— Begin STORED DATA —
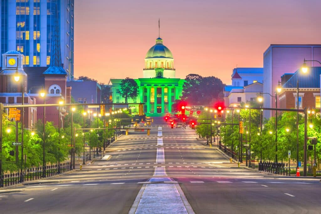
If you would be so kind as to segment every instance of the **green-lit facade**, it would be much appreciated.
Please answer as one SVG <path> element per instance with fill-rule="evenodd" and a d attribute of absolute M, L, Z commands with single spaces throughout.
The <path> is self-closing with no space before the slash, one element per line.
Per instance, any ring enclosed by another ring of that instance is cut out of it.
<path fill-rule="evenodd" d="M 147 52 L 145 59 L 143 78 L 135 79 L 139 86 L 138 95 L 134 99 L 127 99 L 129 103 L 144 103 L 146 116 L 153 117 L 174 113 L 172 105 L 182 95 L 184 80 L 175 78 L 174 58 L 171 53 L 163 45 L 160 38 Z M 120 86 L 122 79 L 111 79 L 113 103 L 124 103 L 125 99 L 120 95 Z M 138 113 L 138 105 L 130 105 L 132 113 Z"/>

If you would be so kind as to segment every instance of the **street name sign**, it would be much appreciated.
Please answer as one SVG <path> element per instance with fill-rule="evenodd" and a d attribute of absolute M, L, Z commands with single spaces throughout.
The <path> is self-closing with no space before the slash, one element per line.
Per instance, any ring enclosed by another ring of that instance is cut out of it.
<path fill-rule="evenodd" d="M 205 108 L 205 106 L 204 105 L 192 105 L 191 108 L 192 111 L 204 111 Z"/>

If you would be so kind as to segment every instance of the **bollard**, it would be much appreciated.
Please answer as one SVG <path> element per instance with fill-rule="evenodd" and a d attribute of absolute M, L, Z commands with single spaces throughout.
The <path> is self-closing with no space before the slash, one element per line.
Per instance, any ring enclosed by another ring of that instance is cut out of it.
<path fill-rule="evenodd" d="M 312 170 L 313 172 L 313 177 L 317 177 L 317 166 L 316 164 L 313 164 L 313 166 L 312 167 Z"/>

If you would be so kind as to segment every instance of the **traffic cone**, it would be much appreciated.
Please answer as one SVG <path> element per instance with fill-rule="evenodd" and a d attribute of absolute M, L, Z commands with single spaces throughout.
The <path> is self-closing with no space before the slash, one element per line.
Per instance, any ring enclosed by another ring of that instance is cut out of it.
<path fill-rule="evenodd" d="M 298 167 L 297 168 L 297 175 L 295 176 L 297 177 L 300 177 L 300 171 L 299 170 L 299 168 Z"/>

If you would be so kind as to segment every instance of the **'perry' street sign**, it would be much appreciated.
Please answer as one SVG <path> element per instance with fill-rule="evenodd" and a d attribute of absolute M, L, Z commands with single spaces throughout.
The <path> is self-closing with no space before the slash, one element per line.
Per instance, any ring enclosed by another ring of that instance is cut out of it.
<path fill-rule="evenodd" d="M 192 105 L 192 111 L 204 111 L 205 109 L 205 106 L 204 105 Z"/>

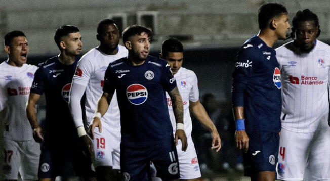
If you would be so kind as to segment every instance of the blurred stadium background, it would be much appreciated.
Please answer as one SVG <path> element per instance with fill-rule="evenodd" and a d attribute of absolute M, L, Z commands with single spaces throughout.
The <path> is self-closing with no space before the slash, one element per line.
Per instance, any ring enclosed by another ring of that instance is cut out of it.
<path fill-rule="evenodd" d="M 0 0 L 0 35 L 2 38 L 14 30 L 24 32 L 30 46 L 28 63 L 33 64 L 58 53 L 53 35 L 63 24 L 80 29 L 84 53 L 98 44 L 96 27 L 105 18 L 115 20 L 120 30 L 134 24 L 151 28 L 154 56 L 166 38 L 179 39 L 185 49 L 183 66 L 196 73 L 200 100 L 223 141 L 220 154 L 210 152 L 211 141 L 200 141 L 210 139 L 208 131 L 198 123 L 194 125 L 196 145 L 200 145 L 196 147 L 203 175 L 205 180 L 241 180 L 246 179 L 241 176 L 241 158 L 232 145 L 231 73 L 237 49 L 258 32 L 258 8 L 270 2 L 286 7 L 290 23 L 297 11 L 310 9 L 319 19 L 319 39 L 330 42 L 328 0 Z M 275 47 L 284 42 L 279 41 Z M 2 43 L 0 62 L 6 59 Z M 41 117 L 43 112 L 39 111 Z"/>

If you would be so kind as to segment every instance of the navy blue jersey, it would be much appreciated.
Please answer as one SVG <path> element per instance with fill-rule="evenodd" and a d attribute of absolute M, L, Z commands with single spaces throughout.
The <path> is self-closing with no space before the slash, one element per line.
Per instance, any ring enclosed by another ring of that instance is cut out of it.
<path fill-rule="evenodd" d="M 254 36 L 239 50 L 235 66 L 232 101 L 244 107 L 246 132 L 279 132 L 281 72 L 275 50 Z"/>
<path fill-rule="evenodd" d="M 40 95 L 45 93 L 45 140 L 53 142 L 63 138 L 69 142 L 68 140 L 74 138 L 77 134 L 68 102 L 78 60 L 77 58 L 73 64 L 64 65 L 56 56 L 47 60 L 35 72 L 31 93 Z"/>
<path fill-rule="evenodd" d="M 140 146 L 173 138 L 165 91 L 176 87 L 170 65 L 149 56 L 133 66 L 123 58 L 113 62 L 105 72 L 103 91 L 117 93 L 120 110 L 121 143 Z"/>

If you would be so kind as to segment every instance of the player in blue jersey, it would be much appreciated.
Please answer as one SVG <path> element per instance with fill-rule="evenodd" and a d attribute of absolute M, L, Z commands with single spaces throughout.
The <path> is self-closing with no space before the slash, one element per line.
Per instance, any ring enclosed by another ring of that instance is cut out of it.
<path fill-rule="evenodd" d="M 81 52 L 79 29 L 63 25 L 56 30 L 55 42 L 61 53 L 45 62 L 35 73 L 26 108 L 33 137 L 42 143 L 39 164 L 39 180 L 65 180 L 75 176 L 91 176 L 91 161 L 79 149 L 75 126 L 68 101 L 72 77 Z M 45 93 L 46 118 L 42 128 L 36 119 L 36 104 Z"/>
<path fill-rule="evenodd" d="M 260 31 L 240 48 L 233 73 L 236 146 L 245 152 L 245 175 L 275 180 L 281 109 L 281 74 L 272 48 L 290 28 L 287 11 L 270 3 L 259 9 Z M 246 126 L 245 126 L 246 125 Z"/>
<path fill-rule="evenodd" d="M 111 63 L 105 72 L 103 93 L 89 133 L 93 138 L 100 117 L 106 112 L 115 89 L 120 110 L 120 167 L 125 180 L 146 180 L 152 161 L 163 180 L 179 178 L 175 144 L 181 139 L 187 149 L 182 99 L 170 65 L 148 56 L 152 32 L 139 25 L 124 30 L 122 39 L 128 58 Z M 170 119 L 165 91 L 172 101 L 177 121 L 175 139 Z"/>

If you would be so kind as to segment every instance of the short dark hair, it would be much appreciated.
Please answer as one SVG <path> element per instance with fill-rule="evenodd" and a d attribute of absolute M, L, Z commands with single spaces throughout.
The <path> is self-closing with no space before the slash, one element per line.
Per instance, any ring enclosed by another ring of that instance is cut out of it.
— End STORED DATA —
> _SHORT TASK_: Reproduce the listing above with each "self-closing" switched to "self-terminating" and all other text left unchanged. Omit the pictures from your answer.

> _RESPONSE TO THE TASK_:
If you would be so kind as to segment every instance of the **green-lit facade**, it would be much appreciated.
Please answer as one SVG <path> element per instance with fill-rule="evenodd" and a d attribute of absolute M, L, Z commands with single spaces throughout.
The <path> is self-terminating with no space before the slash, one element per line.
Per instance, any ring enclosed by another ring of that instance is cut out of it.
<path fill-rule="evenodd" d="M 147 52 L 145 59 L 143 78 L 135 79 L 139 86 L 138 95 L 134 99 L 127 99 L 129 103 L 144 103 L 146 116 L 153 117 L 174 113 L 172 105 L 182 95 L 184 80 L 175 78 L 174 58 L 171 53 L 163 45 L 160 38 Z M 120 86 L 122 79 L 111 79 L 113 103 L 124 103 L 125 99 L 120 95 Z M 138 113 L 138 105 L 130 105 L 132 113 Z"/>

If you would be so kind as to segment every instance of the **street name sign**, it would be much appreciated.
Please answer as one SVG <path> element per instance with fill-rule="evenodd" and a d attribute of absolute M, L, Z commands with single spaces throughout.
The <path> is self-terminating with no space before the slash, one element per line.
Per instance, any ring enclosed by another ring of that instance is cut out of it.
<path fill-rule="evenodd" d="M 205 108 L 205 106 L 204 105 L 192 105 L 191 108 L 192 111 L 204 111 Z"/>

If you would be so kind as to segment every instance of the **bollard**, it would be much appreciated.
Please answer as one SVG <path> element per instance with fill-rule="evenodd" and a d attribute of absolute M, L, Z commands with single spaces throughout.
The <path> is self-terminating with no space before the slash, one element per line.
Per instance, any ring enclosed by another ring of that instance is cut out of it.
<path fill-rule="evenodd" d="M 312 170 L 313 172 L 313 177 L 317 177 L 317 166 L 316 164 L 313 164 L 313 166 L 312 167 Z"/>

If you would be so kind as to segment every instance of the **traffic cone**, it would be much appreciated.
Please answer as one SVG <path> element per instance with fill-rule="evenodd" and a d attribute of absolute M, L, Z commands with single spaces throughout.
The <path> is self-terminating with no space before the slash, one element per line.
Per instance, any ring enclosed by another ring of that instance is cut out of it.
<path fill-rule="evenodd" d="M 298 167 L 297 168 L 297 175 L 295 176 L 297 177 L 300 177 L 300 171 L 299 170 L 299 168 Z"/>

If you would be so kind as to segment every instance of the **'perry' street sign**, it would be much appreciated.
Please answer as one SVG <path> element per instance with fill-rule="evenodd" and a d attribute of absolute M, L, Z commands with single spaces throughout.
The <path> is self-terminating with no space before the slash, one element per line.
Per instance, any ring enclosed by another ring of that instance is cut out of it.
<path fill-rule="evenodd" d="M 192 105 L 192 111 L 204 111 L 205 109 L 205 106 L 204 105 Z"/>

If you would be so kind as to segment every instance of the blurred stadium background, it would be much appreciated.
Please answer as one SVG <path> element per instance with fill-rule="evenodd" and a d attribute of absolute M, L, Z commands with single spaces throughout.
The <path> is self-terminating with no space before the slash, one element per line.
Per instance, any ring enclosed by another ring of that instance is cut out of it.
<path fill-rule="evenodd" d="M 0 0 L 0 35 L 2 38 L 14 30 L 24 32 L 30 46 L 28 63 L 33 64 L 58 53 L 53 35 L 63 24 L 80 29 L 84 53 L 98 44 L 96 27 L 105 18 L 115 20 L 120 30 L 134 24 L 151 28 L 154 56 L 166 38 L 179 39 L 185 49 L 183 66 L 196 73 L 200 100 L 223 141 L 220 154 L 210 152 L 211 141 L 200 141 L 210 139 L 208 131 L 198 123 L 194 125 L 196 145 L 200 145 L 196 147 L 203 175 L 205 180 L 241 180 L 246 179 L 241 176 L 241 158 L 232 145 L 231 73 L 237 49 L 258 32 L 258 8 L 270 2 L 286 7 L 290 23 L 297 11 L 310 9 L 319 19 L 319 39 L 330 42 L 328 0 Z M 275 47 L 284 42 L 279 41 Z M 2 43 L 0 62 L 6 59 Z M 41 117 L 43 112 L 39 111 Z"/>

If you would be so kind as to segment every instance of the navy blue jersey, it would be much appreciated.
Please answer as one SVG <path> element per instance with fill-rule="evenodd" and a d attribute of absolute M, L, Z commands with single spaces throughout.
The <path> is self-terminating with no space before the slash, one element per line.
Per instance, any ring enclosed by another ring of that instance is cut out of it.
<path fill-rule="evenodd" d="M 254 36 L 239 50 L 235 66 L 232 101 L 244 107 L 246 132 L 279 132 L 281 72 L 275 50 Z"/>
<path fill-rule="evenodd" d="M 40 95 L 45 93 L 45 140 L 53 142 L 63 138 L 69 142 L 68 140 L 74 138 L 77 134 L 68 102 L 78 60 L 77 58 L 73 64 L 64 65 L 56 56 L 47 60 L 35 72 L 31 93 Z"/>
<path fill-rule="evenodd" d="M 140 146 L 173 138 L 165 91 L 176 87 L 170 65 L 149 56 L 133 66 L 123 58 L 113 62 L 105 72 L 103 91 L 117 93 L 120 110 L 121 143 Z"/>

If you would be so kind as to segment every instance of the player in blue jersey, it would be much appreciated.
Please answer as one SVG <path> element per instance with fill-rule="evenodd" and a d attribute of absolute M, L, Z commands with single spaces throughout.
The <path> is self-terminating with no space before the slash, one element per line.
Per instance, any ring enclosed by another ring of that instance is cut out of it.
<path fill-rule="evenodd" d="M 81 52 L 79 29 L 63 25 L 56 30 L 55 42 L 61 53 L 45 62 L 35 73 L 26 108 L 33 137 L 42 143 L 39 164 L 39 180 L 65 180 L 75 176 L 91 176 L 91 161 L 79 149 L 75 126 L 68 101 L 72 77 Z M 45 93 L 46 118 L 42 128 L 36 119 L 36 104 Z"/>
<path fill-rule="evenodd" d="M 260 31 L 240 48 L 233 73 L 236 146 L 245 152 L 245 175 L 275 180 L 281 109 L 281 74 L 272 48 L 290 28 L 287 11 L 270 3 L 259 9 Z M 246 126 L 245 126 L 246 125 Z"/>
<path fill-rule="evenodd" d="M 111 63 L 105 72 L 103 93 L 89 133 L 93 138 L 100 117 L 106 112 L 115 89 L 120 110 L 120 167 L 125 180 L 146 180 L 152 161 L 163 180 L 179 178 L 175 144 L 181 139 L 187 149 L 182 99 L 170 65 L 148 56 L 152 32 L 139 25 L 124 30 L 122 39 L 128 58 Z M 170 119 L 165 91 L 172 101 L 177 121 L 175 139 Z"/>

If you would be so kind as to segment every instance of the short dark hair, it would be much appreciated.
Please answer as one SVG <path> element per instance with fill-rule="evenodd" and a d attribute of absolute M, L, Z commands with single spaces throughout.
The <path> is self-terminating with no space before the slash, one element per line.
Per instance, any ring enclosed by another ring of that instance is cut out of it.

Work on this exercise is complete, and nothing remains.